Exercise aim:
Below are some records. Return exactly the lines from the one containing "Phrase: lake water" through the one containing "compact form (4,190).", both included, and only those.

[Recorded data]
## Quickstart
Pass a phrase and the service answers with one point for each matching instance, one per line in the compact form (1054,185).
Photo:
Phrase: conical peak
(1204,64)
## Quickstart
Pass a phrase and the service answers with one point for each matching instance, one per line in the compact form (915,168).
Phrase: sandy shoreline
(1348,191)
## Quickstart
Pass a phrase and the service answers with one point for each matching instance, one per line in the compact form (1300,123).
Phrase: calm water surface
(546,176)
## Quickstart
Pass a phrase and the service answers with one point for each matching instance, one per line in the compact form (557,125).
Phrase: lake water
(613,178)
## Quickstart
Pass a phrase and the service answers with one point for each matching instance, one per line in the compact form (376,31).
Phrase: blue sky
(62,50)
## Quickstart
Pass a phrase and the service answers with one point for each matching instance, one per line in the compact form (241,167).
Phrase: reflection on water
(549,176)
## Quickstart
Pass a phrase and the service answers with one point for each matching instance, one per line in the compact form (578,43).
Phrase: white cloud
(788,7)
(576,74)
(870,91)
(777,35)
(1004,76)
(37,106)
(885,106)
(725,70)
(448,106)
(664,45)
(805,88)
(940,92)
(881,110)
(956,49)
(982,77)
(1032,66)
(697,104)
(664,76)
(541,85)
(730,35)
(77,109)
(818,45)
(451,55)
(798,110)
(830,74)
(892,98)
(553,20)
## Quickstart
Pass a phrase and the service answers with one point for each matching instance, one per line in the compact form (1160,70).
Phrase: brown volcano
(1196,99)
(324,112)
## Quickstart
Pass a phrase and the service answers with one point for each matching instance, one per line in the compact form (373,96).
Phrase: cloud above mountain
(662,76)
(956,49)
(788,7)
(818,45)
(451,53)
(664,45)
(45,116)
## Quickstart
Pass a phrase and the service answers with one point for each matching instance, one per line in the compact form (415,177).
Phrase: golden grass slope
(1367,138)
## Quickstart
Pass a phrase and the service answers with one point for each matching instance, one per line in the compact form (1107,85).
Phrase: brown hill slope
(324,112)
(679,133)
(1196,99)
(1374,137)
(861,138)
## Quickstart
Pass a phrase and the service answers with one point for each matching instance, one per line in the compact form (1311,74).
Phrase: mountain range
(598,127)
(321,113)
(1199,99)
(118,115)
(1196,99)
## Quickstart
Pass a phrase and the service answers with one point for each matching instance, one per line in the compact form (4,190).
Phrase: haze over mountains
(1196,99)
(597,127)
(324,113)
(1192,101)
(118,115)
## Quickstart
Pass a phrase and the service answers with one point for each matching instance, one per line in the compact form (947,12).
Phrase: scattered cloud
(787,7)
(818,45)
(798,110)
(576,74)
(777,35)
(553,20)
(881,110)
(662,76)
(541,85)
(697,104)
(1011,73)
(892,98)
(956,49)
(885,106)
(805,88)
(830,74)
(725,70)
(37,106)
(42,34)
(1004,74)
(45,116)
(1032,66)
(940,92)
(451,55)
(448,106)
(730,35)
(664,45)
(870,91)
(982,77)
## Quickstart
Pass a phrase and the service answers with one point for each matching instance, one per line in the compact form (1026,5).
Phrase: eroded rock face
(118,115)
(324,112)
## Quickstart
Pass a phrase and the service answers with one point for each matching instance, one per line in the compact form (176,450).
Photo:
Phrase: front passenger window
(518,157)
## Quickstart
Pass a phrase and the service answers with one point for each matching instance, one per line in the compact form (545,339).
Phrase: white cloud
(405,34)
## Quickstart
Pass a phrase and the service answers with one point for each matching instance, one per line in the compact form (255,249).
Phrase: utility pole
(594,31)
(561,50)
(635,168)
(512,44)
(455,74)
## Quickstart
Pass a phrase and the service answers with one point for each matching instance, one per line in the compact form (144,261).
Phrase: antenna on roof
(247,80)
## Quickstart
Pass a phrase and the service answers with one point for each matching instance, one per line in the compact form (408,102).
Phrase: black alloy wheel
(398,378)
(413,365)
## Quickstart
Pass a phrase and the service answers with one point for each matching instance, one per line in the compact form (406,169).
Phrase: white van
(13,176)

--

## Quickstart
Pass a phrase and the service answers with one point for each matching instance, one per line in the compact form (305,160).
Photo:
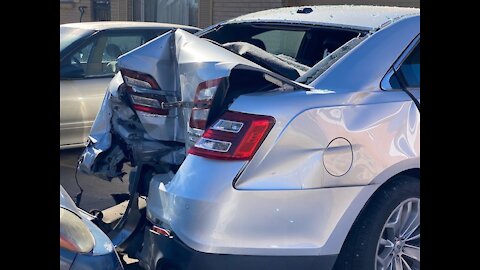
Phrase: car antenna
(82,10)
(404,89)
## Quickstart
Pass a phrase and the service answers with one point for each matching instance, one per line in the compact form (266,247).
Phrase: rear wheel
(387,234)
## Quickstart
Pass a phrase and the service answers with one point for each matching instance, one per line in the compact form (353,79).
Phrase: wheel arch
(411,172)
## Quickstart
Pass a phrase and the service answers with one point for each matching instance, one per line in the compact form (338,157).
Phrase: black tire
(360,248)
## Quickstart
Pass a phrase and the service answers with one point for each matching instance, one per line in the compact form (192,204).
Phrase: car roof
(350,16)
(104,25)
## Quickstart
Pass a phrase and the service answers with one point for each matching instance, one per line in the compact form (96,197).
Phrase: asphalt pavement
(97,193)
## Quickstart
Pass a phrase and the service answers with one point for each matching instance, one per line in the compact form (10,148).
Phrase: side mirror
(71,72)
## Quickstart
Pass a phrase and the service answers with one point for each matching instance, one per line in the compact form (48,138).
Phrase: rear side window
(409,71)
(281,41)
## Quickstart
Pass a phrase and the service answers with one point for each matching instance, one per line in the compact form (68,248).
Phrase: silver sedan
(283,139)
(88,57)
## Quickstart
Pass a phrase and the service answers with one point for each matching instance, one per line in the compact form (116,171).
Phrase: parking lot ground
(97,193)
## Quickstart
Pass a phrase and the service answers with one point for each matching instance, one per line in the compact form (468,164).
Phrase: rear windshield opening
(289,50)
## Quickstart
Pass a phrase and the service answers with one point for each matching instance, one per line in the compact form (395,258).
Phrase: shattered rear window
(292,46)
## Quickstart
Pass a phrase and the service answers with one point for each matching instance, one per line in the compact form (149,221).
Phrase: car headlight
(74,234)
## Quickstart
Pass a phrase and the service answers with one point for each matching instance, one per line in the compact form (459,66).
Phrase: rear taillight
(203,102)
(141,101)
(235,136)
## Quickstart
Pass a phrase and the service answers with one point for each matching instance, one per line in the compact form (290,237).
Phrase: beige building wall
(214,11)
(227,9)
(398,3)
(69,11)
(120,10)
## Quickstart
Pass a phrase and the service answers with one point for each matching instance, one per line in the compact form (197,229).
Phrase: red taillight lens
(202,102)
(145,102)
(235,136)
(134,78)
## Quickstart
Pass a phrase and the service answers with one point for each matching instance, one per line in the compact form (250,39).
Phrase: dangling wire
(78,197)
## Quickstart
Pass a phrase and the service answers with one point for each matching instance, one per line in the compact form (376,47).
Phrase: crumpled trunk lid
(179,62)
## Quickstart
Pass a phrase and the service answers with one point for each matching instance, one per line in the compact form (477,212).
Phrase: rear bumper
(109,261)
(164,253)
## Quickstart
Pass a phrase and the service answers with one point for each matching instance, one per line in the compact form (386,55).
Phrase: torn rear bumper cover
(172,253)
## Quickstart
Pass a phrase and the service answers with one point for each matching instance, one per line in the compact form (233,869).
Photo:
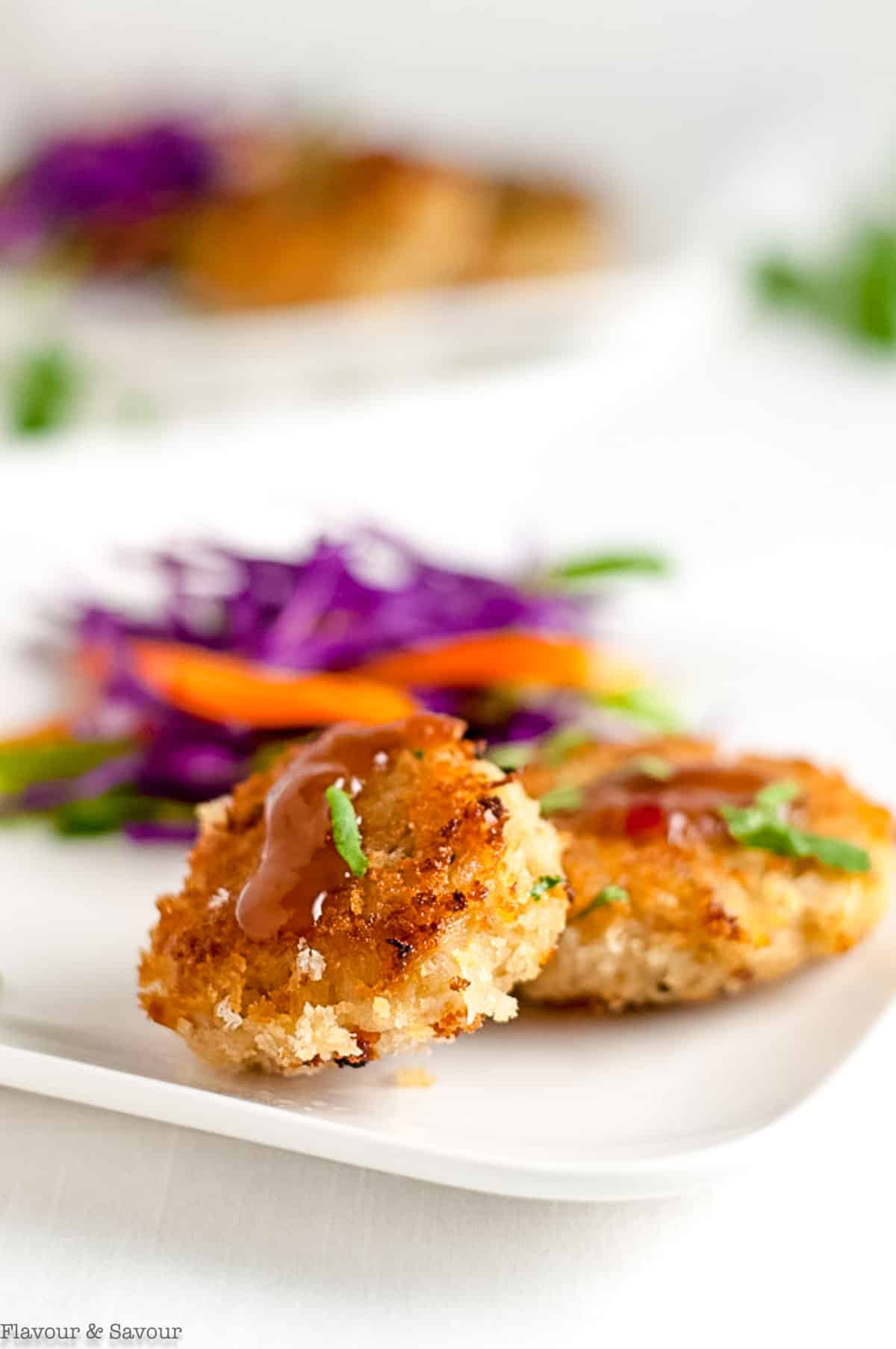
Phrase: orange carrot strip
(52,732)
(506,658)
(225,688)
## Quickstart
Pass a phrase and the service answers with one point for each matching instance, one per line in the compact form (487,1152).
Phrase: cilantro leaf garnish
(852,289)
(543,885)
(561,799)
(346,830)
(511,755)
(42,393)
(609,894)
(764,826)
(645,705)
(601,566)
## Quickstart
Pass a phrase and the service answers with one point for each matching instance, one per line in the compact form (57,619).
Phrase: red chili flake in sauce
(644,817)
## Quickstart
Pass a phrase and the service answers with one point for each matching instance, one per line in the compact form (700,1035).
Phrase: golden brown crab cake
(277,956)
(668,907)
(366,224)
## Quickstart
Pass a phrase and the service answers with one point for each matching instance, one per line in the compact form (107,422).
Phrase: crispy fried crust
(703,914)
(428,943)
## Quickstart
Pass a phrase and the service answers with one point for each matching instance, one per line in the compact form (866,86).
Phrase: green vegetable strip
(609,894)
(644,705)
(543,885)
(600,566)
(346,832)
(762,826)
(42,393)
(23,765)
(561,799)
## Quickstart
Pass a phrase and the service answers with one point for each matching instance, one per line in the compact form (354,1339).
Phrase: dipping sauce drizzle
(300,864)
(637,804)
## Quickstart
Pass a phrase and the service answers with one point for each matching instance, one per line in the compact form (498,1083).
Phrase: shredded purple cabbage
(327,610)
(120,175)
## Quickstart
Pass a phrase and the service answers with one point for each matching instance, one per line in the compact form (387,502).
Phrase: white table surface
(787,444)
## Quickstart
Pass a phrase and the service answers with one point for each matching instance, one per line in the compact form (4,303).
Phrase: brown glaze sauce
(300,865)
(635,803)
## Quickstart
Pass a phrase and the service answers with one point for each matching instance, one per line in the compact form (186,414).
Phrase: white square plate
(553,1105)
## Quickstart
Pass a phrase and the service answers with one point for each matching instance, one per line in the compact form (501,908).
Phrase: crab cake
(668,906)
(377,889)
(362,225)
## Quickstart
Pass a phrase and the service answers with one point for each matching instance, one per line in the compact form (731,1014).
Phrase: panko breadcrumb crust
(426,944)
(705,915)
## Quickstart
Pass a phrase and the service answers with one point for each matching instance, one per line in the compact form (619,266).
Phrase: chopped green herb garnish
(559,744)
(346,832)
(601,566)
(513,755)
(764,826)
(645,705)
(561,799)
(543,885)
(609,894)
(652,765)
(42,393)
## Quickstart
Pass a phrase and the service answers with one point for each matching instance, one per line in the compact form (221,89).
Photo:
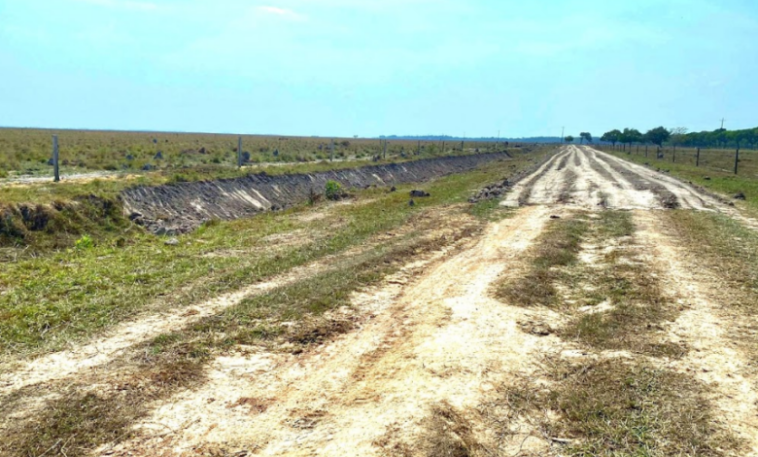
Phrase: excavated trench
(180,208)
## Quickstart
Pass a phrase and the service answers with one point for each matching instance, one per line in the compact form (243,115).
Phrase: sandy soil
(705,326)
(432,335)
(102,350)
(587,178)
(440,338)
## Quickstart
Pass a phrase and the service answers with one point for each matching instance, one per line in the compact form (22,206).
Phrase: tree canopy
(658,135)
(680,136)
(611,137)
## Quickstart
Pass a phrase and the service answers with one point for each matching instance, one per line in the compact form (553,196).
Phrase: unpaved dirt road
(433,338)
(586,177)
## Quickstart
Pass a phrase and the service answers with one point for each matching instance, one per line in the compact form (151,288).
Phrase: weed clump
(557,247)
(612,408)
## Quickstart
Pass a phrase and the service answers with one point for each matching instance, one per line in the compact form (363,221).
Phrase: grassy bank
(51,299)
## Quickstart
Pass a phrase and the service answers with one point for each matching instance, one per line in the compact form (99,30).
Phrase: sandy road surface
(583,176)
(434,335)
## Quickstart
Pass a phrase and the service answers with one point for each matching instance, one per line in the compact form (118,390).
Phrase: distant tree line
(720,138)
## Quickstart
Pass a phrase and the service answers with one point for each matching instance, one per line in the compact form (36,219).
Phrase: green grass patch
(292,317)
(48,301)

Written reply:
Phrase: lake water
(613,178)
## Quickstart
Pass a phrase and the service answers with one point for each matching instance, one per line in the compact form (376,31).
Phrase: blue sky
(62,50)
## Quickstart
Pass a phrase and the service answers with one point for each matching instance, one per line in the compact form (241,167).
Phrase: reflection on water
(549,176)
## Quickstart
Pass a phrase and the service answers with one point for each matching instance, one per line in the compact form (578,43).
Phrase: white cloud
(788,7)
(576,74)
(870,91)
(777,35)
(1004,76)
(37,106)
(885,106)
(725,70)
(448,106)
(664,45)
(805,88)
(940,92)
(881,110)
(956,49)
(982,77)
(1032,66)
(697,104)
(664,76)
(541,85)
(730,35)
(77,109)
(818,45)
(451,55)
(798,110)
(830,74)
(892,98)
(553,20)
## Quickstart
Pass a phrase and the service answers with one point for each matching instance, one per line in the compact form (1160,70).
Phrase: brown volcano
(1196,99)
(324,112)
## Quickstart
Pass a phrase and the service answers with one point for each matching instance, one per line in the compact form (373,96).
Phrase: cloud above mountain
(662,76)
(956,49)
(788,7)
(818,45)
(451,53)
(664,45)
(45,116)
## Quickstart
Pass a phrase and the service answers with one point for each matching instance, one per line in the compact form (415,177).
Phrase: golden grass slope
(1367,138)
## Quickstart
Pass a phrase and the service answers with one point for each matching instance, one per line in the compact form (1107,85).
Phrase: brown hill slope
(324,112)
(679,133)
(1196,99)
(1374,137)
(861,138)
## Quickstart
Pass a phrase and the service answers with one point for each matching instance, one per line in the compact form (1311,74).
Phrase: mountain range
(598,127)
(321,113)
(1199,99)
(118,115)
(1196,99)
## Quickstart
Pass a phrase and the service answers with one point for each matching instance, one per line in the compact form (4,190).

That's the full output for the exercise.